=== Selected text ===

Day two of the ECC's Arabian Adventure took us to a Family Entertainment Centre in Sharjah and then on to Motiongate, the largest of the Dubai Parks and Resorts theme parks.
Travelling on our coach the previous day we'd found Dubai to be a very western place, with giant skyscapers and all the trappings of a modern city. Our first stop on day two of the trip was at the Mega Mall in Sharjah, the northerly Emirate neighbouring Dubai. Sharjah felt much less westernised, and was more as I had expected a desert settlement to look. Many more mosques could be seen from the road, some with beautiful tall minarets (towers from which the call to prayer is given five times a day).
Again to the amusement of those onboard, our coach driver Ali tried to take our coach around a very tight corner at the entrance to the Mega Mall. Realising his mistake, he executed an skillful series of manoeuvres that got us unstuck ... not made any easier as the two other trip coaches had followed us directly behind and had to do some interesting reversing back onto the main road to let us out.

===

## Given request
Translate this sentence from the travel account into Spanish: "Sharjah felt much less westernised, and was more as I had expected a desert settlement to look."

=== Data block ===

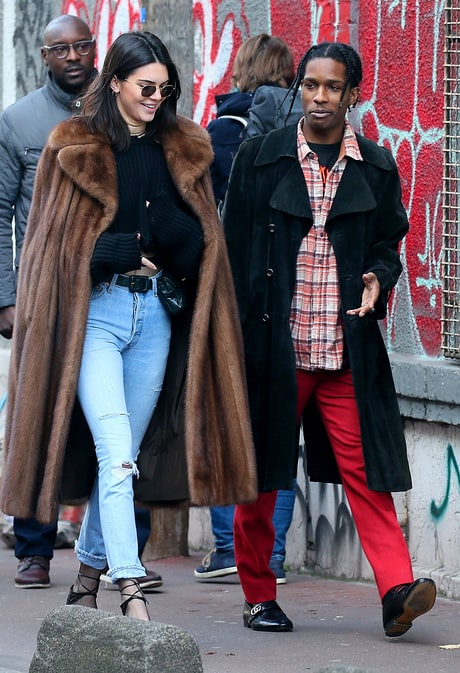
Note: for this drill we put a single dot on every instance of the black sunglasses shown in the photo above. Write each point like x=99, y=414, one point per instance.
x=148, y=90
x=83, y=47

===

## Written answer
Sharjah se sentía mucho menos occidentalizada, y se parecía más a como yo había esperado que luciera un asentamiento en el desierto.